▸ **Data for processing**:
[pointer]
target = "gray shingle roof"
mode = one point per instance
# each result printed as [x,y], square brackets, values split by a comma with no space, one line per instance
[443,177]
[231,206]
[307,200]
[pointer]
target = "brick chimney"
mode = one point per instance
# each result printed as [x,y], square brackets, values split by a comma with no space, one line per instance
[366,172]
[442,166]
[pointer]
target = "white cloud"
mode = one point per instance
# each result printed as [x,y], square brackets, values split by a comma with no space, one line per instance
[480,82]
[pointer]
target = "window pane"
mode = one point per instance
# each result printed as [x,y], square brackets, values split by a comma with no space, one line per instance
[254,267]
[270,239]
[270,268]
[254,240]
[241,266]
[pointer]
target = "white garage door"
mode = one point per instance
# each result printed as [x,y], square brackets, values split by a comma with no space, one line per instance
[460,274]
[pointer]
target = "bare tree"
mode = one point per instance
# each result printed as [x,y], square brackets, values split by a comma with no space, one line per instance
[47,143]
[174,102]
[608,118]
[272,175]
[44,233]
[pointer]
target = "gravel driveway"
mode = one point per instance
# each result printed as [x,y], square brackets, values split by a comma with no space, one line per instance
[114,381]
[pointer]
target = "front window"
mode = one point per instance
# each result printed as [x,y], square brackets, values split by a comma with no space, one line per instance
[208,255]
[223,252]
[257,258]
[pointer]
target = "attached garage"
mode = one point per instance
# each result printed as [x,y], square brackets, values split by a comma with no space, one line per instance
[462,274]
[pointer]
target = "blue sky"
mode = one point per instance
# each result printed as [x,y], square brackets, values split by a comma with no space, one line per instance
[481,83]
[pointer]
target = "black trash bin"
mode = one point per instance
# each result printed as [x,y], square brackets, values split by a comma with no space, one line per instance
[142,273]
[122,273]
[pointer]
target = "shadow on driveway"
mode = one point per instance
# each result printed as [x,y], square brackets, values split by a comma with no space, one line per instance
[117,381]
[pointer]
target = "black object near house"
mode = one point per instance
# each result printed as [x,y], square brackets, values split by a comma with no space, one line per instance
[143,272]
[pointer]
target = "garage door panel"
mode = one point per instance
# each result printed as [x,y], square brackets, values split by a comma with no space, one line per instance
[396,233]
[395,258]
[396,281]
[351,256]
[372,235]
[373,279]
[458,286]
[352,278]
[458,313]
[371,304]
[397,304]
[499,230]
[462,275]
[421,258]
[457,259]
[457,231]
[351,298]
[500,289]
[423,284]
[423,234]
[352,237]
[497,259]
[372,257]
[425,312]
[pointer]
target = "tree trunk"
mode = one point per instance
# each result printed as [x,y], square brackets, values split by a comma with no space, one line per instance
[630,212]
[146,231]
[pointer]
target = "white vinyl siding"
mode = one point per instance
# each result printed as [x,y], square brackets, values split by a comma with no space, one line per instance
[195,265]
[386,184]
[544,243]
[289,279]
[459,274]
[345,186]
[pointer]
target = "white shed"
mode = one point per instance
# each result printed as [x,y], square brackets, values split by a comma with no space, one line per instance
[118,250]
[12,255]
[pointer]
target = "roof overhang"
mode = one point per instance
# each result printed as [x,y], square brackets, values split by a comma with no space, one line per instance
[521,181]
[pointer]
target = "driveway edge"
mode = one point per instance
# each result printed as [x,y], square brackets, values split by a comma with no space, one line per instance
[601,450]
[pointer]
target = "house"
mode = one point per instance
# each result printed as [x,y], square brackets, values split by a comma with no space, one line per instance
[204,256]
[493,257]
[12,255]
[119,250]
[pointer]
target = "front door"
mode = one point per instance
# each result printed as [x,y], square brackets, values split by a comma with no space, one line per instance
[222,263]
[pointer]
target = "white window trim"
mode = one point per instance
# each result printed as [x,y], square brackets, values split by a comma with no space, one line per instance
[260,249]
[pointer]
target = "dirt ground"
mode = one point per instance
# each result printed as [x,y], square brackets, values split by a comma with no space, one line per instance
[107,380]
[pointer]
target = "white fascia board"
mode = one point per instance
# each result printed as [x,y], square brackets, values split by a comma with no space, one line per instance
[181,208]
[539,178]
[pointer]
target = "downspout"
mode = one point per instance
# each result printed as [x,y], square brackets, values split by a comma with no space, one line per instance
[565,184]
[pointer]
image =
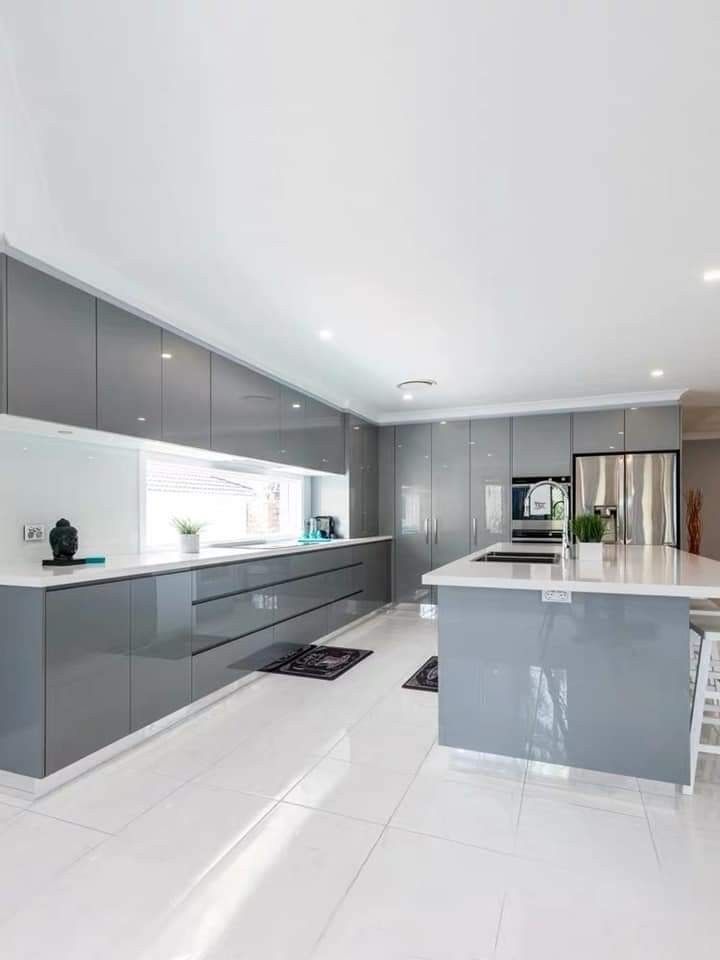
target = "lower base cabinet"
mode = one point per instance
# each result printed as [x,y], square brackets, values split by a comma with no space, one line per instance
[160,646]
[87,693]
[216,668]
[120,655]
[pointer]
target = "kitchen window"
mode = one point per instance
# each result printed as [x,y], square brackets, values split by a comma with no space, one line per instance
[232,505]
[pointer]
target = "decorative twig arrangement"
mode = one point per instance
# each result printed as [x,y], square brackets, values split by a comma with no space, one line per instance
[694,519]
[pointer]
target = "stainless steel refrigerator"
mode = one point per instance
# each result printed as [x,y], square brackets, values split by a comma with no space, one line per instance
[637,493]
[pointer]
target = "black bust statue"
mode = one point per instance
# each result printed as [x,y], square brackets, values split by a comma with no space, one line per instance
[63,540]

▸ **Task requirements**:
For this step, transcribe all the material above exactly and drop the images.

▸ **Result for this task**:
[pointer]
target = "gray shingle roof"
mode = one point per instance
# each result printed as [x,y], square brackets, values split by a comma with no space, one line per instance
[443,177]
[231,206]
[307,200]
[pointer]
target = "brick chimney"
mode = one point per instance
# each result printed as [x,y], square brackets, values split by a comma with no space, one line per instance
[366,172]
[442,166]
[pointer]
target = "white cloud"
mode = one point per instance
# each result printed as [x,y], square brackets, values split by a comma with no space, one line per instance
[480,82]
[pointer]
target = "window pane"
mode = one point per instance
# each result printed as [x,y], square brackets, values split by a comma with no space, one line per instance
[254,267]
[270,239]
[270,268]
[254,240]
[241,266]
[pointer]
target = "white garage door"
mode = one point per instance
# each result printed as [x,y], square brackets, values split by a comma with no space, one line per instance
[460,274]
[pointer]
target = "bare tree"
mode = one point per instance
# each result printed as [x,y], square brackets, values split by a comma with no space, one line per instance
[47,143]
[174,102]
[608,118]
[272,175]
[44,233]
[pointer]
target = "gravel driveway"
mode = one point per instance
# each result printed as [x,y], square brackets, values split by a comma with no space, one line per instance
[114,381]
[pointer]
target = "front window"
mode = one point per instance
# each result printed as [x,y], square brackets, values split by a comma with no space, one line per instance
[208,255]
[223,252]
[257,258]
[pointer]
target = "attached garage"
mode = one point per instance
# each result printed as [x,y], square brackets, values split by a comma with no space, one line per instance
[462,274]
[pointer]
target = "blue sky"
mode = one point per instance
# each result printed as [x,y], square brackets, values split by a comma with no space, one line per instance
[481,83]
[pointer]
target = "black trash bin"
mode = one point per instance
# each result printed as [x,y], square brackets, values split by a comma with no space, one line per instance
[142,273]
[122,273]
[pointer]
target = "shadow on driveway"
mode = one point per instance
# each result printed as [x,y], square brackets, values split by a comma with no space, one line per instance
[117,381]
[pointer]
target = "black object near house"
mode = one point per instance
# each result printed as [x,y], square brackets, values split by a comma with no space, one line per instance
[143,272]
[pointer]
target = "garage door panel"
mode = one point per instance
# each result printed as [x,y], square brackets, values split by a comma with no space, one line per instance
[396,233]
[395,258]
[396,281]
[351,256]
[372,235]
[373,279]
[458,286]
[352,278]
[458,313]
[371,304]
[397,304]
[499,230]
[462,275]
[421,258]
[457,259]
[457,231]
[351,298]
[500,289]
[423,284]
[423,234]
[352,237]
[497,259]
[372,257]
[425,312]
[pointer]
target = "tree trunk"
mode = one point per instance
# each result printed as [x,y], square brackets, values split by a comma with no space, one line per instance
[630,212]
[146,231]
[pointer]
target = "white vinyl siding"
mode = one point per instance
# each result printed as [x,y], square brackets, values split by a comma with no space, one line per instance
[195,265]
[386,184]
[544,243]
[289,279]
[459,274]
[345,186]
[pointer]
target = "white shed"
mode = one point per instance
# each result printed as [x,y], square brackets, values split by a comma with no space, one line per instance
[118,250]
[12,255]
[pointer]
target = "roof overhang"
mode = one point per instance
# each result printed as [x,y], square brackets, values split by a comma with no space, one line per instance
[521,181]
[pointer]
target = "driveway edge"
mode = one point per instance
# each result printed as [x,y], square brackets, values split by a comma with no space, one line per instance
[601,450]
[pointer]
target = "house"
mode = one point per instance
# each result printed as [x,y], square brackets, values split by a comma with no space, one line per instance
[204,256]
[493,257]
[12,255]
[119,250]
[pointer]
target = "front door"
mode = one point per instance
# each result printed as [x,y], square brackets, values split by a comma with no space, one line per instance
[222,263]
[pointer]
target = "white window trim"
mode = one point per instance
# each result printed as [x,y], square brackets, values split by a comma with no space, one line per instance
[260,249]
[pointer]
target = "dirt ground"
mode = one point per instance
# each result printed as [x,y], square brackets, values split by a comma with no space, one line per instance
[107,380]
[pointer]
target = "white fascia board"
mode = one point per instance
# each result printed as [x,y], square brackets, values split by a comma with no space, one line per instance
[181,208]
[539,178]
[pointer]
target = "downspout"
mode = one point per instance
# each result printed as [x,y], square brackets, values split by a comma with no space, one line per instance
[565,184]
[pointer]
image =
target = "lower base cabinet"
mode = one point per instance
# each result printed as [x,y], square brackets, values split by a comma with no space, one line per instance
[160,646]
[87,693]
[216,668]
[120,655]
[pointer]
target = "kitchen window"
mode = one point per instance
# each result printed as [x,y], square brackets, values split by a comma with no space, one line per instance
[232,505]
[pointer]
target = "decorative twig arrangement"
mode = one point per instance
# each result printed as [x,y], square brackets, values split by a comma with no space, one line per instance
[694,519]
[pointer]
target = "stainless steel refrigerator"
mode = one point per instance
# each result printed as [x,y], square brackets, values split by a comma with no space, one line per instance
[637,493]
[pointer]
target = "black bust statue"
mode = one point per instance
# each result printed as [x,y], square brackets, values split by a comma with no space, one line per instance
[63,540]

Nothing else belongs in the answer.